**TEXT BLOCK**
════════════════

Status Summary

1st Substitute Bill passed out of the House Committee on Early Learning & Human Services and referred to Appropriations. Scheduled for a public hearing in Appropriations on Feb 20th at 1:30 PM.

Legislative Session

2017

Status

In Progress

Sponsor

Senn

Children and their families face systemic barriers to accessing necessary mental health services. The legislature finds that greater coordination across systems, including early learning, K-12 education, workforce development, and health care, is necessary to provide children and their families with coordinated care. Therefore, HB 1713 intends to implement recommendations from the children's mental health work group, as reported in December 19 2016, in order to improve mental health care access for children and their families through the early learning, K-12 education, and health care systems.

Specifically, HB 1713 addresses the following areas: Access to and coordination of resources and services through the managed health care system to ensure that the child receives the treatment and appropriate care based on their assessed needs, regardless of the origin of the referral; A reporting requirement regarding the number of children’s mental health providers available in the previous year and the overall percentage of children’s mental health providers who were actively accepting new patients; adolescent depression screens; child care consultation; the role of the Educational Service Districts and OSPI; workforce issues, including a focus on the availability of culturally/linguistically diverse services; child psychiatry residencies; the Partnership Access Line; and, telemedicine.

════════════════

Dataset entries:

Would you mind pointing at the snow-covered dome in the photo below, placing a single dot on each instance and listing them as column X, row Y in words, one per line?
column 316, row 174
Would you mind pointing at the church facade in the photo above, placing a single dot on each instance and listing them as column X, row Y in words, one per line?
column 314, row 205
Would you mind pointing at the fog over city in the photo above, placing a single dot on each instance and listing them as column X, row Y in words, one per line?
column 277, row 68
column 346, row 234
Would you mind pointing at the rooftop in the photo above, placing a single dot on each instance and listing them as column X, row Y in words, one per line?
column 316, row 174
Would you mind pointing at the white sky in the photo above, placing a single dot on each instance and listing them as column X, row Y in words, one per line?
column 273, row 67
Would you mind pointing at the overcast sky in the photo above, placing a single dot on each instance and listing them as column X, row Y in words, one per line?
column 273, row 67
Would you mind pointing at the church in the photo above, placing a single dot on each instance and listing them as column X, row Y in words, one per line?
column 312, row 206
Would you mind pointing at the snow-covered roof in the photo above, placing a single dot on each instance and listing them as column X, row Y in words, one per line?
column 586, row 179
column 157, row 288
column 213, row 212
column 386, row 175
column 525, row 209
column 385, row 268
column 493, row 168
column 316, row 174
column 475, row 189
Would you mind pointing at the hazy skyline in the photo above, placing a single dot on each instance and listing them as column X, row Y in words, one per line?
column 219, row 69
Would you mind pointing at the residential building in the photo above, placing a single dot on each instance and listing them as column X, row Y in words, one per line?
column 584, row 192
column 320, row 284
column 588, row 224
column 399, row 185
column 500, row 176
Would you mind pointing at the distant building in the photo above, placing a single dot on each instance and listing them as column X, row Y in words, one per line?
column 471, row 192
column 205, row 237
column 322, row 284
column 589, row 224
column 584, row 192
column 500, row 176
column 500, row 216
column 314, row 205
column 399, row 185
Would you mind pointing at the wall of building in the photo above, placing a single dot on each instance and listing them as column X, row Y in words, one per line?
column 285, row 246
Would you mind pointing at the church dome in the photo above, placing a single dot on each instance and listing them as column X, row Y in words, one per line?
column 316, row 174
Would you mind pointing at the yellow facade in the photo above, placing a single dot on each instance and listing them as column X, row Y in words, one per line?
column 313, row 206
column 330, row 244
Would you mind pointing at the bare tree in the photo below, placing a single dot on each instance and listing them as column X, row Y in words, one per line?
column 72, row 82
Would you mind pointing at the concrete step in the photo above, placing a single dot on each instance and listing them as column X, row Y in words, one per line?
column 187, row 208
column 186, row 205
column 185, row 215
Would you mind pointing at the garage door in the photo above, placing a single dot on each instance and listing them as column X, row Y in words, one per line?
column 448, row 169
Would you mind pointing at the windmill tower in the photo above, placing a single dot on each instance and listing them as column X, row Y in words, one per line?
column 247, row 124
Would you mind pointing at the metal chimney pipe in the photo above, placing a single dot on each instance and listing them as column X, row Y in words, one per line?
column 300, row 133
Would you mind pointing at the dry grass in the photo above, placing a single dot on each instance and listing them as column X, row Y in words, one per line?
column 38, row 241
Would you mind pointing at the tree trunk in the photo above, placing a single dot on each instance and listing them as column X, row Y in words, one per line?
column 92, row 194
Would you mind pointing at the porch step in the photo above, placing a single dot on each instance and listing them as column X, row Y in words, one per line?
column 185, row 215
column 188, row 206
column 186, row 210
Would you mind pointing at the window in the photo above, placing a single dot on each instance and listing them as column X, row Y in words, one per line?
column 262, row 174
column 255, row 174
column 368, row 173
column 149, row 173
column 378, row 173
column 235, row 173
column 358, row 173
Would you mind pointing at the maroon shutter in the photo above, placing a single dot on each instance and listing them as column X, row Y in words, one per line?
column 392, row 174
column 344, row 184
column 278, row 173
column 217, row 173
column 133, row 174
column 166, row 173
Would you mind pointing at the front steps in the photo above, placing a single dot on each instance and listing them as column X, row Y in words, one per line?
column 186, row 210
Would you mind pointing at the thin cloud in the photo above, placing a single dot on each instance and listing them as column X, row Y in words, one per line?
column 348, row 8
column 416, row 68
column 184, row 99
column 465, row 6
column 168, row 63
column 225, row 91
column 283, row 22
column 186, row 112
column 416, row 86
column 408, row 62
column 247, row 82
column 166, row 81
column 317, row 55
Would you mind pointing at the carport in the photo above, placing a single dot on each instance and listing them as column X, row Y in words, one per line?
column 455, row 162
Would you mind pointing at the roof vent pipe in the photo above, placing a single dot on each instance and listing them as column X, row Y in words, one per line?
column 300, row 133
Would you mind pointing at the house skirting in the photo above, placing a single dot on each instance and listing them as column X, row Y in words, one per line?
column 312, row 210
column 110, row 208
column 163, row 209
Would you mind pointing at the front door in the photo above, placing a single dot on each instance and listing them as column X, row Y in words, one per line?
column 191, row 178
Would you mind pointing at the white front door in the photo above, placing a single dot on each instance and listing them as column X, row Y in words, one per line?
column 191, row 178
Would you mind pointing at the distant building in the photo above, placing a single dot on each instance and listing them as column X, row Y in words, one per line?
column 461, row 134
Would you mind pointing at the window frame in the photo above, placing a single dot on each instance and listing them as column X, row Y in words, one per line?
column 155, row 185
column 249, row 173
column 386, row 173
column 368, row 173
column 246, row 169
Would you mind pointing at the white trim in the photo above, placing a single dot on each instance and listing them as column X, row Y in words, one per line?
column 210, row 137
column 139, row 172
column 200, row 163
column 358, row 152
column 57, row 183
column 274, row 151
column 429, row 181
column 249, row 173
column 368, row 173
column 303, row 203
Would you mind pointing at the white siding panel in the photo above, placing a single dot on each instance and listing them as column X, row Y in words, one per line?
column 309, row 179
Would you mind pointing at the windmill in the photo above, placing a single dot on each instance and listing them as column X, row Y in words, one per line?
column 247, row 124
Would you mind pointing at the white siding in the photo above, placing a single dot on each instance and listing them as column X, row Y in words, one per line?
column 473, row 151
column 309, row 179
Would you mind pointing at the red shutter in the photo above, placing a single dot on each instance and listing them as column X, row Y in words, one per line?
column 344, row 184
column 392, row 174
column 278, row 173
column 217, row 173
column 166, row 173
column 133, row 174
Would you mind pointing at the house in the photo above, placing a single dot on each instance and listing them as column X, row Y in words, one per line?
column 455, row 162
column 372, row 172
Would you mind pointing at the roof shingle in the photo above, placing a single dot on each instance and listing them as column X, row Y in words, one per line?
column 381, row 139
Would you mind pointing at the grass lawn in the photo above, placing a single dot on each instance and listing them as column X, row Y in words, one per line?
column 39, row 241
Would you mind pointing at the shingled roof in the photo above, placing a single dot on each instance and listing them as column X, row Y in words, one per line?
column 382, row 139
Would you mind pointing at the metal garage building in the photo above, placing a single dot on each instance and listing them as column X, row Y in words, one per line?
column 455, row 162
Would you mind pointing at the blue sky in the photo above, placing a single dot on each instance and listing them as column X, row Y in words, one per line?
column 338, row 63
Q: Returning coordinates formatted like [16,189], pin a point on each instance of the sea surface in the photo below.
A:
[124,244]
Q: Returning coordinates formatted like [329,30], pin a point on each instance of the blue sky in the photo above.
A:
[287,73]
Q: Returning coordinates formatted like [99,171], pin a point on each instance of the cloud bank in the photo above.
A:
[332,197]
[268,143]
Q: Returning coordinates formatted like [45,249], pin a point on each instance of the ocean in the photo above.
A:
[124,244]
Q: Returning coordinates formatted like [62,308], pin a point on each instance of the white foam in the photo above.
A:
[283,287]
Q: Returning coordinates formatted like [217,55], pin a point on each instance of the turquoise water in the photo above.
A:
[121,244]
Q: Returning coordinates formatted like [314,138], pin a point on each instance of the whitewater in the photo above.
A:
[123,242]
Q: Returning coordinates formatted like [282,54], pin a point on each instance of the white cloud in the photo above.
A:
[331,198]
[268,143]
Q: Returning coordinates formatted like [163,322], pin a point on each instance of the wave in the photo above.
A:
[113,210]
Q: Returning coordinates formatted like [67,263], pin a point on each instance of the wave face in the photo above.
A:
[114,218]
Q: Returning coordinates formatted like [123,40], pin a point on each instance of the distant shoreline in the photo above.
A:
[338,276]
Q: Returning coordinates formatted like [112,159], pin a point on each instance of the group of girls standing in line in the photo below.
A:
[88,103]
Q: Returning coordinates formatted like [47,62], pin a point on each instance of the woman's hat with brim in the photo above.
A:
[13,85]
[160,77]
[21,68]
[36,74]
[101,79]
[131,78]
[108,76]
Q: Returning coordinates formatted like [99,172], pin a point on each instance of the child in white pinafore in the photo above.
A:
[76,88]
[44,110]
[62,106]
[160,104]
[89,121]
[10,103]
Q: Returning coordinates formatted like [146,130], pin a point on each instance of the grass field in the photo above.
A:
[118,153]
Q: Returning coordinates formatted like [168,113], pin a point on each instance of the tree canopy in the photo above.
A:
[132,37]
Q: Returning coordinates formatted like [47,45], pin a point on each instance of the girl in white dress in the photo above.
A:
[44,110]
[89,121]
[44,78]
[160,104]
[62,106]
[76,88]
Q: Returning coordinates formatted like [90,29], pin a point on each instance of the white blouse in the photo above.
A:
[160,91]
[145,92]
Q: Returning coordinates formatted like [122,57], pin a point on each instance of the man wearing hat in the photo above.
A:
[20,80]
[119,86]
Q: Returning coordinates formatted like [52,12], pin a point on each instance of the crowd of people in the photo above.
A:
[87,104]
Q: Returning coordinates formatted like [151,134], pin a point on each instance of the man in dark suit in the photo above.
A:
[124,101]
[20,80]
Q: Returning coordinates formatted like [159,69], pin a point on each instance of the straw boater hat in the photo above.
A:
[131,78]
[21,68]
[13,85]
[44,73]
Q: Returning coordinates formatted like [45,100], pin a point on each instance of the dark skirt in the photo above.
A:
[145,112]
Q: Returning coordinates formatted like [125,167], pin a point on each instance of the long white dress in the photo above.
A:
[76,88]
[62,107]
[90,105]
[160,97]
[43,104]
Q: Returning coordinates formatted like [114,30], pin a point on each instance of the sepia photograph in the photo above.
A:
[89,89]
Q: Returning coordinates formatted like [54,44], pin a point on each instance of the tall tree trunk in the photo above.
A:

════════════════

**REQUIRED TASKS**
- 1) According to the HB 1713 summary, when is the public hearing in Appropriations scheduled?
- 2) Rewrite the stretch of the HB 1713 summary from "Children and their families face" through "health care systems.", putting "caregivers" in place of "families".
- 3) Carry on the HB 1713 summary from its last sentence.
These dataset entries have no connection to the HB 1713 summary.

**RESULTS FOR EACH TASK**
- 1) Feb 20th at 1:30 PM.

- 2)
Children and their caregivers face systemic barriers to accessing necessary mental health services. The legislature finds that greater coordination across systems, including early learning, K-12 education, workforce development, and health care, is necessary to provide children and their caregivers with coordinated care. Therefore, HB 1713 intends to implement recommendations from the children's mental health work group, as reported in December 19 2016, in order to improve mental health care access for children and their caregivers through the early learning, K-12 education, and health care systems.

- 3)
Summary of amendments by the House Early Learning and Human Services committee:

The report must also include the number of children's mental health providers available in the previous year and the overall percentage of children's mental health providers who were actively accepting new patients.

Replaced language regarding adolescent screens with: Effective January 1, 2018, the authority shall require provider payment for depression screening for youth ages twelve through eighteen as recommended by the bright futures guidelines of the American academy of pediatrics, as they existed on January 1, 2017. Providers may include, but are not limited to, primary care providers, public health nurses, and other providers in a clinical setting. This requirement is subject to the availability of funds appropriated for this specific purpose.

Added language related to maternal depression screens: Effective January 1, 2018, the authority shall require provider payment for maternal depression screening for mothers of  children ages birth to five. This requirement is subject to the availability of funds appropriated for this specific purpose.

Removes the section related to the partnership access line.